» **TASK TO COMPLETE**
The expected answer is every line of the material, reproduced exactly.
---+---
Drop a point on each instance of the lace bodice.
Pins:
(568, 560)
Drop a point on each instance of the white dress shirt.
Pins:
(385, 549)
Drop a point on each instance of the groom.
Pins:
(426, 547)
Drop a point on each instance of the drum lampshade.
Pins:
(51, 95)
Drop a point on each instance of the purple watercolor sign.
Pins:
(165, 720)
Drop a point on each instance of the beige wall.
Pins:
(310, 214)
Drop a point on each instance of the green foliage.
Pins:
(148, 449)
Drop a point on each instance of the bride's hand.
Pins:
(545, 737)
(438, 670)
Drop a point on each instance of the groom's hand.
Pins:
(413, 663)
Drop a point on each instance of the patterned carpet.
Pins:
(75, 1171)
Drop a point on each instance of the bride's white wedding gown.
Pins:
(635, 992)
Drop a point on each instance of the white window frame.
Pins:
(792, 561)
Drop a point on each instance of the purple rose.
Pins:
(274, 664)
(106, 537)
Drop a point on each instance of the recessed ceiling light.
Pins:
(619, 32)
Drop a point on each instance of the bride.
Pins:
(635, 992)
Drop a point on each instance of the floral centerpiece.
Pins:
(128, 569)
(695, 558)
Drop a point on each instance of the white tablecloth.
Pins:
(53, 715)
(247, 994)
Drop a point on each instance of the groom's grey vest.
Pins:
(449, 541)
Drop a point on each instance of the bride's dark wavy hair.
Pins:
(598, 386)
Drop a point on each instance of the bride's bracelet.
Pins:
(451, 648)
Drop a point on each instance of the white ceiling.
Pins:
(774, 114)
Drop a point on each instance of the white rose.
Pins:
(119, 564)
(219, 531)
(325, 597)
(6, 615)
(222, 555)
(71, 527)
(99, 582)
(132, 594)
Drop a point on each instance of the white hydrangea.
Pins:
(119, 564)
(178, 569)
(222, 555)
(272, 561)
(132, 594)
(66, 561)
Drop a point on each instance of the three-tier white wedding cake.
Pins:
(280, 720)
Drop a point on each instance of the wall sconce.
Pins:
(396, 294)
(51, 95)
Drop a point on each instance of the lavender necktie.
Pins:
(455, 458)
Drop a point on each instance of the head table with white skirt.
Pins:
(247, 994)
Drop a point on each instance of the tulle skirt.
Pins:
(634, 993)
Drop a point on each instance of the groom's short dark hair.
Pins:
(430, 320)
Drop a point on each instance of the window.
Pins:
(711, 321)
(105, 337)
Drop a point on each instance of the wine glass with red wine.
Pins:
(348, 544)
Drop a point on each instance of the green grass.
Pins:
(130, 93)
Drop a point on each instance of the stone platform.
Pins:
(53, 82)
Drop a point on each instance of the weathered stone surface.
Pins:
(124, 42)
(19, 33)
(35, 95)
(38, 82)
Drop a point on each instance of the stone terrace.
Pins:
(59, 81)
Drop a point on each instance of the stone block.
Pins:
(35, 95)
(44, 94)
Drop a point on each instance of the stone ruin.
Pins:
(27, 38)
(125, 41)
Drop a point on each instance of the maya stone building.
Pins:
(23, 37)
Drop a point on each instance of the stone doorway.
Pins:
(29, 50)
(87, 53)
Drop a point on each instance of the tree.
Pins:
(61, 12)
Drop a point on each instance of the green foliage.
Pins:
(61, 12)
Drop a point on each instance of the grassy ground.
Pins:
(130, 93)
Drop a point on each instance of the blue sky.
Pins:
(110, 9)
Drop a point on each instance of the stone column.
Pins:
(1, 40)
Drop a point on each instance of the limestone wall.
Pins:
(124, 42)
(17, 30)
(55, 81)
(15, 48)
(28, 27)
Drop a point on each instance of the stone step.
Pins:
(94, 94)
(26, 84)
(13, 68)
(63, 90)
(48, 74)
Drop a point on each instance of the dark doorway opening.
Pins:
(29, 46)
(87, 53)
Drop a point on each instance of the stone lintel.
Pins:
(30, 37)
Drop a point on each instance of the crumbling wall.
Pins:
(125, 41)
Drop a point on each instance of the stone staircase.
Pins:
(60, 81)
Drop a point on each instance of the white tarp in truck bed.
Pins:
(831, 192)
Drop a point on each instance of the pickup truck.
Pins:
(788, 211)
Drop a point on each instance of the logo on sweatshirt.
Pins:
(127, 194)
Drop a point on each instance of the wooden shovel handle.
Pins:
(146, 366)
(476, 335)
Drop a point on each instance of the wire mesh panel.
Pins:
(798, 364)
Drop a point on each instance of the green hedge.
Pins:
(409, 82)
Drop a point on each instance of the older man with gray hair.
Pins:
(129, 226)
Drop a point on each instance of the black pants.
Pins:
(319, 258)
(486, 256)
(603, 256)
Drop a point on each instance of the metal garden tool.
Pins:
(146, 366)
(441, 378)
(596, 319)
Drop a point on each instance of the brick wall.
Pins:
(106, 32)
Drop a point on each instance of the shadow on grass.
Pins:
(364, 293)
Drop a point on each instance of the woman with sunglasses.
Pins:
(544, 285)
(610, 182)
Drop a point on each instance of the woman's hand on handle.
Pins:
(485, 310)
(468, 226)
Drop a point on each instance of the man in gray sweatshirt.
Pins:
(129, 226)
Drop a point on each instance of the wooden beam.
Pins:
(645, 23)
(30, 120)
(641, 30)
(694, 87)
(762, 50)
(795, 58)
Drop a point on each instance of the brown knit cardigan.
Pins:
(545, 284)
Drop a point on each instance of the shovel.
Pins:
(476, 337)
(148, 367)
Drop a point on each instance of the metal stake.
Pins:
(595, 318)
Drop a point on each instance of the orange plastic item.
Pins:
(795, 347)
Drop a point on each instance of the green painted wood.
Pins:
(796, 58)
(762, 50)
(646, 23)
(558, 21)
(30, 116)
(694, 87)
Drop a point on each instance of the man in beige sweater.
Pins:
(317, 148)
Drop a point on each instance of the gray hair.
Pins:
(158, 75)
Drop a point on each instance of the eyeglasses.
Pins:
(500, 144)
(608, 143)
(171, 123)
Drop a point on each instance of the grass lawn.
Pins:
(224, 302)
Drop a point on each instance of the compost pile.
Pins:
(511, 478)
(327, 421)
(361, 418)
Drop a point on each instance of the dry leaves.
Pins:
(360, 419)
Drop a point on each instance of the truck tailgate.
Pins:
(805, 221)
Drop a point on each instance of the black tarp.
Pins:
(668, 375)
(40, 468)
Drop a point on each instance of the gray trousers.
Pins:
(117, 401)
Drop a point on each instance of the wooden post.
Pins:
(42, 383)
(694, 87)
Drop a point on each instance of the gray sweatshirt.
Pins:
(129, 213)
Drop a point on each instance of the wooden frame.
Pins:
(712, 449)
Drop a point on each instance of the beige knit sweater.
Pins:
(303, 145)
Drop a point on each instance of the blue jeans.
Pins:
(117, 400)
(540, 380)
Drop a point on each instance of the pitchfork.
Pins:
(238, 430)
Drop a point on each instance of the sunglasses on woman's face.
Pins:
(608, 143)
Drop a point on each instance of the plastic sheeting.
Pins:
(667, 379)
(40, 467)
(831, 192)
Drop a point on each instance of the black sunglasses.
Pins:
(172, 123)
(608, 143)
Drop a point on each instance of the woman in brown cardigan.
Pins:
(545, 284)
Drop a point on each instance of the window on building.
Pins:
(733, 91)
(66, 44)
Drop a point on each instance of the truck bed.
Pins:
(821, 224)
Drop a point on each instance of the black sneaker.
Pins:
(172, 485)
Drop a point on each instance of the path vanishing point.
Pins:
---+---
» **RESPONSE BELOW**
Drop a point on each instance of the lace bodice.
Pins:
(568, 560)
Drop a point on each instance of the white dress shirt.
Pins:
(385, 549)
Drop a point on each instance of the groom.
Pins:
(426, 547)
Drop a point on each instance of the drum lampshade.
Pins:
(51, 95)
Drop a point on each instance of the purple watercolor sign.
Pins:
(165, 720)
Drop a point on each instance of the beige wall.
Pins:
(310, 214)
Drop a point on each instance of the green foliage.
Pins:
(148, 449)
Drop a point on each instance of the bride's hand.
Pins:
(545, 737)
(438, 670)
Drop a point on each instance of the groom's hand.
Pins:
(413, 663)
Drop a point on each instance of the patterned carpet.
Pins:
(75, 1171)
Drop a point on each instance of the bride's white wedding gown.
Pins:
(635, 992)
Drop a point on each instance of the white window frame.
Pins:
(792, 561)
Drop a point on each instance of the purple rose.
Pins:
(274, 664)
(106, 537)
Drop a point on each instance of the recessed ceiling light.
Pins:
(619, 32)
Drop a point on each instance of the bride.
Pins:
(635, 992)
Drop a point on each instance of the floral centerpiece.
Pins:
(128, 569)
(695, 558)
Drop a point on each instance of the white tablecloth.
Pins:
(53, 715)
(247, 994)
Drop a point on each instance of the groom's grey vest.
Pins:
(449, 541)
Drop a point on each instance of the bride's dark wavy hair.
Pins:
(598, 386)
Drop a point on each instance of the bride's bracelet.
Pins:
(451, 648)
Drop a point on each instance of the white ceiling.
Pins:
(774, 114)
Drop a point on each instance of the white rose.
Pins:
(119, 564)
(219, 531)
(325, 597)
(6, 615)
(222, 555)
(71, 527)
(99, 582)
(132, 594)
Drop a point on each instance of the white hydrangea.
Pins:
(119, 564)
(178, 569)
(222, 555)
(272, 561)
(132, 594)
(66, 561)
Drop a point on each instance of the three-tier white wedding cake.
Pins:
(280, 720)
Drop a point on each instance of the wall sconce.
Pins:
(396, 294)
(51, 95)
Drop a point on each instance of the lavender necktie.
Pins:
(455, 458)
Drop a point on each instance of the head table with white skirt.
Pins:
(247, 994)
Drop a point on each instance of the tulle skirt.
Pins:
(634, 993)
Drop a point on each instance of the groom's short dark hair.
Pins:
(430, 320)
Drop a point on each instance of the window.
Pins:
(711, 321)
(105, 337)
Drop a point on each instance of the wine glass with red wine.
Pins:
(348, 544)
Drop a point on each instance of the green grass.
Pins:
(130, 93)
Drop a point on each instance of the stone platform.
Pins:
(53, 82)
Drop a point on each instance of the weathered stone surface.
Pins:
(124, 42)
(19, 33)
(35, 95)
(38, 82)
Drop a point on each instance of the stone terrace.
Pins:
(59, 81)
Drop a point on each instance of the stone block.
Pins:
(35, 95)
(44, 94)
Drop a point on each instance of the stone ruin.
Pins:
(27, 38)
(125, 41)
Drop a point on each instance of the maya stone building.
Pins:
(23, 37)
Drop a point on each instance of the stone doorway.
Pins:
(29, 50)
(87, 53)
Drop a point on each instance of the tree.
Pins:
(61, 12)
Drop a point on each instance of the green foliage.
Pins:
(61, 12)
Drop a point on each instance of the grassy ground.
Pins:
(130, 93)
Drop a point on each instance of the blue sky.
Pins:
(110, 9)
Drop a point on each instance of the stone column.
Pins:
(1, 40)
Drop a point on each instance of the limestone wall.
Pins:
(124, 42)
(17, 30)
(55, 81)
(15, 48)
(28, 27)
Drop a point on each instance of the stone step.
Pins:
(94, 94)
(26, 84)
(13, 68)
(63, 90)
(48, 74)
Drop a point on each instance of the dark doorway opening.
Pins:
(29, 46)
(87, 53)
Drop a point on each instance of the stone lintel.
Pins:
(30, 37)
Drop a point on each instance of the crumbling wall.
Pins:
(125, 41)
Drop a point on each instance of the stone staircase.
Pins:
(60, 81)
Drop a point on each instance of the white tarp in truck bed.
Pins:
(831, 192)
Drop a point on each instance of the pickup truck.
Pins:
(788, 211)
Drop a point on each instance of the logo on sweatshirt.
Pins:
(127, 194)
Drop a point on each instance of the wooden shovel handle.
Pins:
(146, 366)
(476, 335)
Drop a point on each instance of the wire mesh panel.
Pins:
(798, 364)
Drop a point on each instance of the green hedge.
Pins:
(409, 82)
Drop a point on each instance of the older man with gray hair.
Pins:
(129, 226)
Drop a point on each instance of the black pants.
Pins:
(319, 258)
(486, 256)
(603, 256)
Drop a point on each instance of the metal garden tool.
Pins:
(146, 366)
(441, 378)
(596, 319)
Drop a point on each instance of the brick wall.
Pins:
(106, 32)
Drop a point on each instance of the shadow on grass.
Pins:
(364, 293)
Drop a point on each instance of the woman with sunglasses.
Pins:
(544, 285)
(610, 182)
Drop a point on each instance of the woman's hand on handle.
Pins:
(485, 310)
(468, 226)
Drop a point on each instance of the man in gray sweatshirt.
Pins:
(129, 226)
Drop a point on each instance of the wooden beam.
Pins:
(645, 23)
(30, 120)
(641, 30)
(694, 87)
(762, 50)
(795, 58)
Drop a point on each instance of the brown knit cardigan.
Pins:
(545, 284)
Drop a point on each instance of the shovel.
Pins:
(476, 337)
(148, 367)
Drop a point on each instance of the metal stake.
Pins:
(595, 318)
Drop a point on each instance of the orange plastic item.
Pins:
(795, 347)
Drop a point on each instance of the green painted wood.
Pins:
(796, 58)
(762, 50)
(646, 23)
(558, 21)
(30, 116)
(694, 87)
Drop a point on each instance of the man in beige sweater.
Pins:
(317, 148)
Drop a point on each instance of the gray hair.
Pins:
(158, 75)
Drop a point on each instance of the eyeglasses.
Pins:
(500, 144)
(608, 143)
(171, 123)
Drop a point on each instance of the grass lawn.
Pins:
(224, 302)
Drop a point on each instance of the compost pile.
Pins:
(511, 478)
(327, 421)
(361, 418)
Drop a point on each instance of the dry leaves.
Pins:
(360, 419)
Drop a point on each instance of the truck tailgate.
Pins:
(805, 221)
Drop a point on each instance of the black tarp.
Pins:
(668, 375)
(40, 468)
Drop a point on each instance of the gray trousers.
Pins:
(117, 401)
Drop a point on each instance of the wooden post.
Pins:
(42, 383)
(694, 87)
Drop a point on each instance of the gray sweatshirt.
Pins:
(129, 213)
Drop a point on each instance of the wooden frame.
Pins:
(712, 449)
Drop a point on each instance of the beige knit sweater.
Pins:
(303, 145)
Drop a point on each instance of the blue jeans.
Pins:
(117, 400)
(540, 380)
Drop a point on each instance of the pitchfork.
Pins:
(238, 430)
Drop a point on each instance of the sunglasses on woman's face.
Pins:
(608, 143)
Drop a point on each instance of the plastic sheeting.
Pins:
(667, 379)
(40, 467)
(831, 192)
Drop a point on each instance of the black sunglasses.
Pins:
(172, 123)
(608, 143)
Drop a point on each instance of the woman in brown cardigan.
Pins:
(545, 284)
Drop a point on each instance of the window on building.
Pins:
(733, 91)
(66, 44)
Drop a point on each instance of the truck bed.
Pins:
(821, 224)
Drop a point on each instance of the black sneaker.
Pins:
(172, 485)
Drop a point on each instance of the path vanishing point.
Pins:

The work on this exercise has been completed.